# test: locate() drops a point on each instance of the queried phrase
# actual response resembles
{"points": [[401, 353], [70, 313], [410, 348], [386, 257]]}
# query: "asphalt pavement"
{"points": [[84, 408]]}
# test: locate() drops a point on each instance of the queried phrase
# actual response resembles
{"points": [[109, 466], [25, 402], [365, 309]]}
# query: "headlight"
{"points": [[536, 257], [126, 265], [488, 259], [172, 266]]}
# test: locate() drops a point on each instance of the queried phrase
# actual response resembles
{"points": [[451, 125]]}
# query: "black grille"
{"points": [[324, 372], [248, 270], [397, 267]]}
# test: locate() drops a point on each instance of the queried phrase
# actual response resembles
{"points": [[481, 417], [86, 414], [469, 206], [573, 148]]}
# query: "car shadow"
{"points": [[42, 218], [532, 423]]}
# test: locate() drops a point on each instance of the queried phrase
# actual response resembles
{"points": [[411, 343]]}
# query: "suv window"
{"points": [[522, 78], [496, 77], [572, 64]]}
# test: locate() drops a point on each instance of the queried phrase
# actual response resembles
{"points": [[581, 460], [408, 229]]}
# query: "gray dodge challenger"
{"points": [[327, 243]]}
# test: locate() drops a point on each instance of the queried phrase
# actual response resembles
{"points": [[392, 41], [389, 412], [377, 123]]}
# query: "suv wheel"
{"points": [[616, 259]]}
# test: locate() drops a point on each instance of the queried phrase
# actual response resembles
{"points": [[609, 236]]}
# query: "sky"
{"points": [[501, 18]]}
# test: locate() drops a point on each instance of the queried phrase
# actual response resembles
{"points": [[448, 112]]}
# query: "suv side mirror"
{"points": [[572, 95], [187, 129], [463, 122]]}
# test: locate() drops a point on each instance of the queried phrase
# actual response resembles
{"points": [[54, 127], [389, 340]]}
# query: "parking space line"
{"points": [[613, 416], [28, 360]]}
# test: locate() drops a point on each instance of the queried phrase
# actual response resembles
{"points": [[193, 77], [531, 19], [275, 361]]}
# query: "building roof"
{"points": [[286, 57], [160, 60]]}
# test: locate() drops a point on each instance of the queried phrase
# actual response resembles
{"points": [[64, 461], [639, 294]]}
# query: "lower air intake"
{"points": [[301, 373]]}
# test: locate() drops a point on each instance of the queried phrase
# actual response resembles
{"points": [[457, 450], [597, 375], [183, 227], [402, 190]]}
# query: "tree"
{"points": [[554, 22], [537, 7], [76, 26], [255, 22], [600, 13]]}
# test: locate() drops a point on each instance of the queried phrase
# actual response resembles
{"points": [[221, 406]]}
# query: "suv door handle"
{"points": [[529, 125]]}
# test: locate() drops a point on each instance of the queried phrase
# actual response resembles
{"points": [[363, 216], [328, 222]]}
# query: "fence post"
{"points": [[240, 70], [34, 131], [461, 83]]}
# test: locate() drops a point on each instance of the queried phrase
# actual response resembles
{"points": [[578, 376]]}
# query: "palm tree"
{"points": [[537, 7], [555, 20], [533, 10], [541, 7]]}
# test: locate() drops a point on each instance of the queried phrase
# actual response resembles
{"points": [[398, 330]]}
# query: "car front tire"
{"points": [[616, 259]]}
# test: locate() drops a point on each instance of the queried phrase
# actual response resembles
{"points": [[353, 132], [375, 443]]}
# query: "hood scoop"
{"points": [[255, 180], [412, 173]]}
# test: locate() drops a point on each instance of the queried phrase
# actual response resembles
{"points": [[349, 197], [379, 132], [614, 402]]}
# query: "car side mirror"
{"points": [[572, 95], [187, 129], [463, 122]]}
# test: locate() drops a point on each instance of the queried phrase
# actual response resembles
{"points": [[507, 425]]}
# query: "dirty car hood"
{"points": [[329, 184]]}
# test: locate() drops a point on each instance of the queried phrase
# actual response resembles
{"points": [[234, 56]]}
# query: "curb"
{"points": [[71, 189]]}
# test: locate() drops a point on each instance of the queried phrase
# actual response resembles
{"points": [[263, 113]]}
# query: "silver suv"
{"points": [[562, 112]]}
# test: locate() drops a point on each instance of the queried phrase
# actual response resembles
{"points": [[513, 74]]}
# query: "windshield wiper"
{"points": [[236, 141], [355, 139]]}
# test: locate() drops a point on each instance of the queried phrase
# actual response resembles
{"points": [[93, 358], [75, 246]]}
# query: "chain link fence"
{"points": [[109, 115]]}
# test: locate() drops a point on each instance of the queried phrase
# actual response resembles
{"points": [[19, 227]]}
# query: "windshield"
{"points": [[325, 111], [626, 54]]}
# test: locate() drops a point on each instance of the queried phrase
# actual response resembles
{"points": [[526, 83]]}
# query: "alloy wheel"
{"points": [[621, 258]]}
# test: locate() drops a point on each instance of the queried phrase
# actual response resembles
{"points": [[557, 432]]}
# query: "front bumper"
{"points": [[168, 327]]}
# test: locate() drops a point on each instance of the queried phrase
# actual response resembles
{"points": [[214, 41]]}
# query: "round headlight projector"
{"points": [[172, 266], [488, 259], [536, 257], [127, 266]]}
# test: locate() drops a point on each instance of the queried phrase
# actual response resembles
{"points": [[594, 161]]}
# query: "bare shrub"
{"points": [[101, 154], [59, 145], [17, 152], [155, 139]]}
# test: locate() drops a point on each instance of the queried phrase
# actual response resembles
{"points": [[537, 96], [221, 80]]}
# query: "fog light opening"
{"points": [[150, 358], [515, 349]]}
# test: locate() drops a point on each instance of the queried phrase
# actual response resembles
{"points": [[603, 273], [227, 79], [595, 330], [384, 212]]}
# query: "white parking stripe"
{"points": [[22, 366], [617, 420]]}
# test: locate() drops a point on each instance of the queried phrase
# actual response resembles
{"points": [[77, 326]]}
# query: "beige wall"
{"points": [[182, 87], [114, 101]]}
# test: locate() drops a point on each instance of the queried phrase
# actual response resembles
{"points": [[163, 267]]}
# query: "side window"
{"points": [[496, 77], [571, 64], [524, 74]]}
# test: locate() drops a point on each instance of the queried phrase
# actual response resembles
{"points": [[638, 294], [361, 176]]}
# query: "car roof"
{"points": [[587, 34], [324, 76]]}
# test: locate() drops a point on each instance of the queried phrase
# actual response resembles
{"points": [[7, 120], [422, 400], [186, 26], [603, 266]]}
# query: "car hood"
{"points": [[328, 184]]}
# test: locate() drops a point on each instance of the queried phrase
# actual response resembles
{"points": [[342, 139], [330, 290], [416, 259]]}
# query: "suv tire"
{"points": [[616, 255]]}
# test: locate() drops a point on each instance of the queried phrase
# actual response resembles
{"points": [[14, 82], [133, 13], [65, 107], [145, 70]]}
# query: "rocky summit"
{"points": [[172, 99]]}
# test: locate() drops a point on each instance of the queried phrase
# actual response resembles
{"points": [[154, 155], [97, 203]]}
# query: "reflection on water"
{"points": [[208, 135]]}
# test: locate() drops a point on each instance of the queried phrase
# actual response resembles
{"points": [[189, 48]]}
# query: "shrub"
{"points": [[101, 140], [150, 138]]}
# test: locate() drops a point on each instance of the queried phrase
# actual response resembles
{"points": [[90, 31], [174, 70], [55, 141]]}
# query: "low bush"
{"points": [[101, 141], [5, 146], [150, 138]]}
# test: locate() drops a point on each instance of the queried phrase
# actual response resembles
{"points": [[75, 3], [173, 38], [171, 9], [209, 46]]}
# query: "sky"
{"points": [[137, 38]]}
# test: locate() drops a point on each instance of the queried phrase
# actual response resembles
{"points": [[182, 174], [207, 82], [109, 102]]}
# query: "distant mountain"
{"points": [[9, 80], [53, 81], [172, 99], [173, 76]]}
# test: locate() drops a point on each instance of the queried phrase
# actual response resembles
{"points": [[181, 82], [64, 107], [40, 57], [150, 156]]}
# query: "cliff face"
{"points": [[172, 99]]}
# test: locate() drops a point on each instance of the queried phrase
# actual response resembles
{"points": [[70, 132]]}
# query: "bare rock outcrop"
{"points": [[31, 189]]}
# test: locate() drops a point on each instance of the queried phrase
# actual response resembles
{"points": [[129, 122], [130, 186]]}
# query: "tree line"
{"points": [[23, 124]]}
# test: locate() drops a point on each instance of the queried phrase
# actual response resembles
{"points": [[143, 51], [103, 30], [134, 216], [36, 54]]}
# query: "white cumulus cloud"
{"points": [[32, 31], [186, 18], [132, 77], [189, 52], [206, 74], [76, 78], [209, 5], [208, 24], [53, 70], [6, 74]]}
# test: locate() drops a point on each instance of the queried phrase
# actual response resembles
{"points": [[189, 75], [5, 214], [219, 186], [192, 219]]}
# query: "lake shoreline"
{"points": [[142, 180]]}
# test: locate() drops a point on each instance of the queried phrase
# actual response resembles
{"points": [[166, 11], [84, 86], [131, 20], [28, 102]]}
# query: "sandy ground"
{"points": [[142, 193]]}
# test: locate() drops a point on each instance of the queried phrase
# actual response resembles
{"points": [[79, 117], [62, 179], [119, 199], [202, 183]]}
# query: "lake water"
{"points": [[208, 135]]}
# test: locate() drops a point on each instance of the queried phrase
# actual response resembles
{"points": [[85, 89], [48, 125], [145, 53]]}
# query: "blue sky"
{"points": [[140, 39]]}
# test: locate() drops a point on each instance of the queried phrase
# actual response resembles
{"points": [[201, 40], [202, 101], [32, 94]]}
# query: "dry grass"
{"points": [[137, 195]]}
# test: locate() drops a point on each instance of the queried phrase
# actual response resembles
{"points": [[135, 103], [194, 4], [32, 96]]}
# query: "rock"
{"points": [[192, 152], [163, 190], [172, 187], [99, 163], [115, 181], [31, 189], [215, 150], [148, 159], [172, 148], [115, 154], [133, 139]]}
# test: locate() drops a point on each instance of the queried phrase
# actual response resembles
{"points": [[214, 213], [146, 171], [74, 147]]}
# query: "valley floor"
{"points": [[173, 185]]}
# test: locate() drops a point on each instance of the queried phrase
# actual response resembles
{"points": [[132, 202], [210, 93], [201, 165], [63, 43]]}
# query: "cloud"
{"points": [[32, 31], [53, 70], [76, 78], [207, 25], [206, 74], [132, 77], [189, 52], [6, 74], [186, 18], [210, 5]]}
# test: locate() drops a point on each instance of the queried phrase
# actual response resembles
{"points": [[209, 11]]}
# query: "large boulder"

┄┄┄┄┄┄

Written instruction:
List every line of the material above that contains the word "headlight", copying each one in full.

Problem solution:
# query: "headlight"
# query: "round headlight projector"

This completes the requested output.